*Exercise brief:*
The entire listing, reproduced exactly and stripped of images, is the expected output.

*Input for this task:*
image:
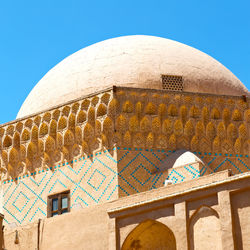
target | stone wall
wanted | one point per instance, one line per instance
(133, 131)
(188, 214)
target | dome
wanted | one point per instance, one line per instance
(130, 61)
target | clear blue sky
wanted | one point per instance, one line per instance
(36, 35)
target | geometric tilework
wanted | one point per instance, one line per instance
(104, 177)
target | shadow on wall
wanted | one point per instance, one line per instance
(205, 230)
(150, 235)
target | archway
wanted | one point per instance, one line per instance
(204, 230)
(150, 235)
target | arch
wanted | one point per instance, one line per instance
(148, 235)
(204, 229)
(180, 158)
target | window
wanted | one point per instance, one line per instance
(58, 204)
(171, 82)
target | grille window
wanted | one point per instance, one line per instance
(171, 82)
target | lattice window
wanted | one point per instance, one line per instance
(171, 82)
(58, 203)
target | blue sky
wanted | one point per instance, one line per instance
(36, 35)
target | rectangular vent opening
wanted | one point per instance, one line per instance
(171, 82)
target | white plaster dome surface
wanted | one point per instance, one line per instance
(132, 61)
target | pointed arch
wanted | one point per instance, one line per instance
(148, 235)
(204, 229)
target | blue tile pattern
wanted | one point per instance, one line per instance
(103, 178)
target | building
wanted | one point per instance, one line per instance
(136, 142)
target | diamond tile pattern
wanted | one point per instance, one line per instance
(102, 178)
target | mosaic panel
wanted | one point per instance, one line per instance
(103, 178)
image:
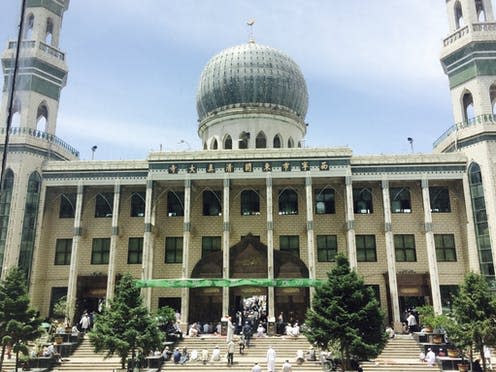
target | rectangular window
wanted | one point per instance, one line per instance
(290, 243)
(210, 244)
(325, 201)
(212, 205)
(135, 251)
(362, 200)
(67, 205)
(440, 202)
(175, 203)
(173, 249)
(400, 200)
(103, 204)
(63, 249)
(100, 251)
(138, 204)
(365, 246)
(250, 203)
(404, 248)
(327, 248)
(445, 247)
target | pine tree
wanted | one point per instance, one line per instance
(125, 325)
(18, 322)
(474, 313)
(346, 313)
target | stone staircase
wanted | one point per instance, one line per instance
(285, 348)
(401, 354)
(84, 359)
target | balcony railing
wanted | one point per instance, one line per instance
(474, 27)
(30, 44)
(477, 120)
(22, 131)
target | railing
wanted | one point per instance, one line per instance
(475, 27)
(477, 120)
(30, 44)
(23, 131)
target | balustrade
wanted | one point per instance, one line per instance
(23, 131)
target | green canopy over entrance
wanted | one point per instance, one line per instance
(202, 283)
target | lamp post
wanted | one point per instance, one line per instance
(93, 149)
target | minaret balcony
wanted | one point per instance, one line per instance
(36, 139)
(447, 142)
(477, 31)
(38, 45)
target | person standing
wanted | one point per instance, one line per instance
(430, 358)
(286, 367)
(230, 353)
(256, 368)
(412, 323)
(230, 329)
(271, 360)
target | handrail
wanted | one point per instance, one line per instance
(22, 131)
(477, 120)
(30, 44)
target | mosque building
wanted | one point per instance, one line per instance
(253, 212)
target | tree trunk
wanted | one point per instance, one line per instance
(2, 356)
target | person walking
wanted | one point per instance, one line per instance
(230, 353)
(271, 360)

*Solution to the exercise:*
image:
target | stone wall
wanted | one point per instance, one line per instance
(133, 131)
(188, 214)
target | dome
wanted | one point per instance, one line per instance
(130, 61)
target | clear blue sky
wanted | one point per instance, one line per instance
(36, 35)
target | geometric tilework
wanted | one point per instance, one line per instance
(104, 177)
target | shadow on wall
wanted | one point per instance, one line per instance
(205, 230)
(150, 235)
target | archway
wanted | one point per instance, one line per instance
(204, 230)
(150, 235)
target | arch
wanted | one point per instance, one line per instance
(148, 235)
(204, 229)
(180, 158)
target | window
wanted | one point per instance, one line per instance
(58, 204)
(171, 82)
target | grille window
wanted | one point per instance, one line per instance
(171, 82)
target | lattice window
wanted | one point per instance, one line per instance
(171, 82)
(58, 203)
target | blue sky
wanted | one point per instance, one line per instance
(36, 35)
target | rectangular vent opening
wanted | one point per instance, one line per instance
(171, 82)
target | white plaster dome surface
wanted | one point per instance, one line per instance
(132, 61)
target | pointed arch
wanted | one point per instance, one line per instance
(148, 235)
(204, 229)
target | blue tile pattern
wanted | one point per instance, one line per instance
(103, 178)
target | building
wanted | one point per instance, one line per instance
(136, 142)
target | diamond tile pattern
wanted | one point per instance, one line per instance
(102, 178)
target | mosaic panel
wanted | one point per instance, one line per instance
(103, 178)
image:
target | rectangular window
wanted | one point per instance, one line per instance
(290, 243)
(210, 244)
(325, 201)
(212, 205)
(135, 251)
(362, 200)
(67, 205)
(440, 202)
(175, 203)
(173, 249)
(400, 200)
(103, 204)
(63, 249)
(100, 251)
(138, 204)
(365, 246)
(250, 203)
(404, 248)
(327, 248)
(445, 247)
target | pine tree
wanted | one point per instance, one line per instance
(125, 325)
(18, 322)
(474, 313)
(346, 313)
target | stone staircase
wanted | one point per instance, one line per instance
(285, 348)
(401, 354)
(84, 359)
target | balcony railing
wanted | one point per instance, one line per instance
(474, 27)
(30, 44)
(477, 120)
(22, 131)
target | railing
wanted | one point per instance, one line per instance
(475, 27)
(477, 120)
(30, 44)
(23, 131)
target | balustrade
wanted | one point per instance, one line per instance
(23, 131)
target | green canopy over entrance
wanted | one point per instance, one line per instance
(202, 283)
target | lamp post
wanted | one point per instance, one line per instance
(93, 149)
target | minaret balcony
wanted | one point per instance, one line per instance
(36, 139)
(447, 142)
(477, 31)
(38, 45)
target | person standing
wanted | one point per instance, one line per instance
(430, 358)
(286, 367)
(230, 353)
(256, 368)
(412, 323)
(230, 329)
(271, 360)
target | handrail
wanted | one point per instance, one line per instance
(22, 131)
(477, 120)
(30, 44)
target | mosque building
wanted | one point per instance, one line per instance
(253, 212)
target | tree trunk
wanted | one point per instance, one line per instance
(2, 356)
target | person walking
wanted | one point per instance, one line per instance
(230, 353)
(271, 360)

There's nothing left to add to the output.